| ACTIVITY |
For the word "sample", report how many lines of the records below contain it, and nothing more.

| RECORDS PROVIDED |
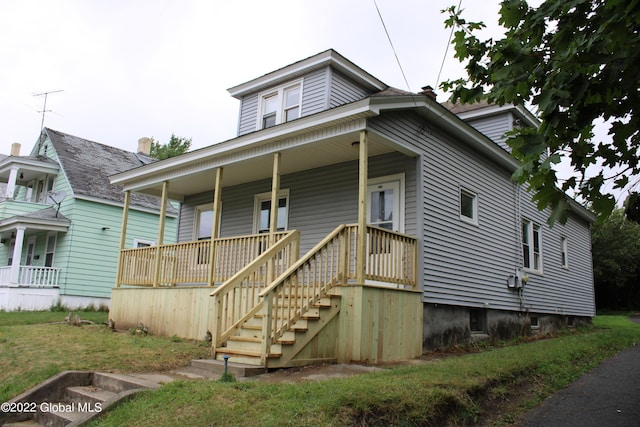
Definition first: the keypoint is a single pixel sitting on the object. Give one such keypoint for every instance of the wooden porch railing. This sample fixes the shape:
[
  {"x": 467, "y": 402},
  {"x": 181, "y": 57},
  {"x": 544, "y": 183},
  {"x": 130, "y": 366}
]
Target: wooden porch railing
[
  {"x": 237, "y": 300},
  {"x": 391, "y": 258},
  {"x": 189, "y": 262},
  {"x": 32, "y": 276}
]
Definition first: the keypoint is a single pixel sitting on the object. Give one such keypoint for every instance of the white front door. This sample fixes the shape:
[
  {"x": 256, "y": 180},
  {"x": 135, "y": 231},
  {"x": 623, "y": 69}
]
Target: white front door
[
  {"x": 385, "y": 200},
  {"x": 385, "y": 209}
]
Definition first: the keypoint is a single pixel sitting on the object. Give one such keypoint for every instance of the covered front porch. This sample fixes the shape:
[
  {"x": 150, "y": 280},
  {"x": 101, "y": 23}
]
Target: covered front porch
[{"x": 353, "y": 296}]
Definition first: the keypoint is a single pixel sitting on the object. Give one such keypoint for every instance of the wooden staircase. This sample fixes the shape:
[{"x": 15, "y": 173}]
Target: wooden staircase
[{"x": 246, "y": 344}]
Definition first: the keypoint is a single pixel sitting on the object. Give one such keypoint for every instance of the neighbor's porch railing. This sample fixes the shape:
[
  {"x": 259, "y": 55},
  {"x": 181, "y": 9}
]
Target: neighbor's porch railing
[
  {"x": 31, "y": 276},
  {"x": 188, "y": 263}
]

| THE COMPLETED TASK |
5